▶ **Excerpt provided**:
Monday, November 26, 2007

Sunday, November 25, 2007

byrons day

well today byron gave the message , great job byron, he preached on the rapture the tribulation and the millenium. he did an awesome job and spoke in a way everyone understood a subject that i would find a little hard. i wouldve handed out the left behind series and said please watch this. byron thru god led two people to salvation during basket delivery and one today after that message. god is using byron and i personally am so thankful to see him smiling again. byron and i have had our diferences but i have always had nothing but great respect and admiration for him, a few said next week is my turn, i thought ok, but then kinda got a little sick to my stomach thinking about it, i am not shy by any means but that would really be out of my comfort zone. im sure they were kidding, but im open to whatever god wants. hoprfully our new pastor is coming soon...............praise god

Sunday, November 18, 2007

busy busy day

today was sooo busy, delivery of all the thanksgiving baskets, amy looked so worried getting everything in order, but as always she pulled it off, and every basket was full and given out. praise god, then we had two very nice baby showers together for janie and katie. that was very nice.also today was special as our deacon rose gave the message, i was so proud of her,i thought byron would be giving it, but it was nice to see rose and she did well, obviously in preparation for gods calling on her life. life is good and god is awesome................

▶ **Material shown**:
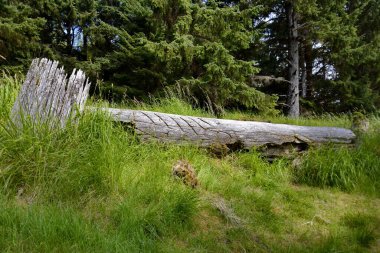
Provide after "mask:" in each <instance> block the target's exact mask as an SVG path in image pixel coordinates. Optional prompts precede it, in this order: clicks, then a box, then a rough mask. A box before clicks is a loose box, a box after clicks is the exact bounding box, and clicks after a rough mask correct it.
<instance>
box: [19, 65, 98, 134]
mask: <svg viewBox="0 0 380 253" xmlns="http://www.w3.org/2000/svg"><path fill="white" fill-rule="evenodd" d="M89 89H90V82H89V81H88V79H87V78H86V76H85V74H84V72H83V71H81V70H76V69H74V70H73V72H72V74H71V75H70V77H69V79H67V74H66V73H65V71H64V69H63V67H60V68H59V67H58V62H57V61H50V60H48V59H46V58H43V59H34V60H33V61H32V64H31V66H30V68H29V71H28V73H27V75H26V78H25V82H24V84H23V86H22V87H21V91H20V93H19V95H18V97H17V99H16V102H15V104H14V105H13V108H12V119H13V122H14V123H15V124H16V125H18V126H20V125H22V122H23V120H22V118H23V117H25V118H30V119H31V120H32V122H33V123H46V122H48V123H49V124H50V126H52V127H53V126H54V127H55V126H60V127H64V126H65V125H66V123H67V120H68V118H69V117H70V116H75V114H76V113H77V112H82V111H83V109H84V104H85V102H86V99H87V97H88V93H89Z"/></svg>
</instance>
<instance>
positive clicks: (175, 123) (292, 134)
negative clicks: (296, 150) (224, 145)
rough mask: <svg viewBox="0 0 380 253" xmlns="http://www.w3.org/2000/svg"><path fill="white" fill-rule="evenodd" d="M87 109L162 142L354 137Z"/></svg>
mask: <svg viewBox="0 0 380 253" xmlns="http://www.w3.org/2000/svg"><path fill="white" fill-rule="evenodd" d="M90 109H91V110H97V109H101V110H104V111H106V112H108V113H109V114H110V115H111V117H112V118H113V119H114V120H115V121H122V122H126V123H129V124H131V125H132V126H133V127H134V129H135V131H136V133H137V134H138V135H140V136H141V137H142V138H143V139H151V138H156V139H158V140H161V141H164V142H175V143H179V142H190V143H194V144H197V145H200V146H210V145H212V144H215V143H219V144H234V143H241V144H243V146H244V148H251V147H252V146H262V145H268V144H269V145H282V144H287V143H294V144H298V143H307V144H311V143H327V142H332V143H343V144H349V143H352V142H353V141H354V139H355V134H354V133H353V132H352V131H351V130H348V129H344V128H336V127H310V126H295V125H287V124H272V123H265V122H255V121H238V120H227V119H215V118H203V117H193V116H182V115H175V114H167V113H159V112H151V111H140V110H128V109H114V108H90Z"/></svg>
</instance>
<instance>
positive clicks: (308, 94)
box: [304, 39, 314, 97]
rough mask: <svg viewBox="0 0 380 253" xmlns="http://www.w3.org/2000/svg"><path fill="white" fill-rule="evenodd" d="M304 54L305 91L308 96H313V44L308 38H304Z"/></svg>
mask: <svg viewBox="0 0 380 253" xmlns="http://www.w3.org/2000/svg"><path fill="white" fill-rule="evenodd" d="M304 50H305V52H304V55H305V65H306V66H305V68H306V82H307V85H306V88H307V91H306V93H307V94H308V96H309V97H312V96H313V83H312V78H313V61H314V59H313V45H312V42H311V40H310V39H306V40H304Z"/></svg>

▶ **Required work**:
A - Reproduce the church blog word for word, beginning at the words "today was sooo" and stopping after "god is awesome................".
B - Write the next part of the church blog, picking up right after its last sentence.
The entries aren't needed for any of this.

▶ **Set of answers**:
A -
today was sooo busy, delivery of all the thanksgiving baskets, amy looked so worried getting everything in order, but as always she pulled it off, and every basket was full and given out. praise god, then we had two very nice baby showers together for janie and katie. that was very nice.also today was special as our deacon rose gave the message, i was so proud of her,i thought byron would be giving it, but it was nice to see rose and she did well, obviously in preparation for gods calling on her life. life is good and god is awesome................

B -
Sunday, November 11, 2007

god is faithful

when god first laid the food pantry ministy on my heart, the one concern i had was god please dont let amys ministry miss one single basket because of this ministry, the thanksgiving basket ministry was important too, and i told amy from the start, i wanted her to continue that. all week i have been praying for god to provide for that and amy stood up there so humbly today saying we were giving 11 baskets, 11 short of last lear but that was ok, if thats what god wanted that was ok. amy is so sweet, so i get home and i say jordan donate something please for thanksgiving baskets we need more, he said yes which turned into, praise god a weekly donation to food pantry as long as i reassured him that was part of tithing, of course it is, so praise god. then im thinking who do i know in the community that could give turkeys, the first selectman came right to mind as i have known him for years, so i call rose for her advice, thinking is it ok to solicit turkeys? im ready and willing to do it. she says, susan dont even worry we already got a large donation today from one of the members to get more baskets and the leftover is going to food pantry. god is amazing. the message today was on how awesome is our god.....oh yeah..... so anyways i just said a little prayer, god if you put the first selectman in my path this week, i will speak to him about helping with food pantry, so we will see. dont know if thats gods will or not, but we will see. and keep thinking next year christmas, we are going to do something for the children, write the vision make it plain, oh yeah. praise and glory and honor all to jesus.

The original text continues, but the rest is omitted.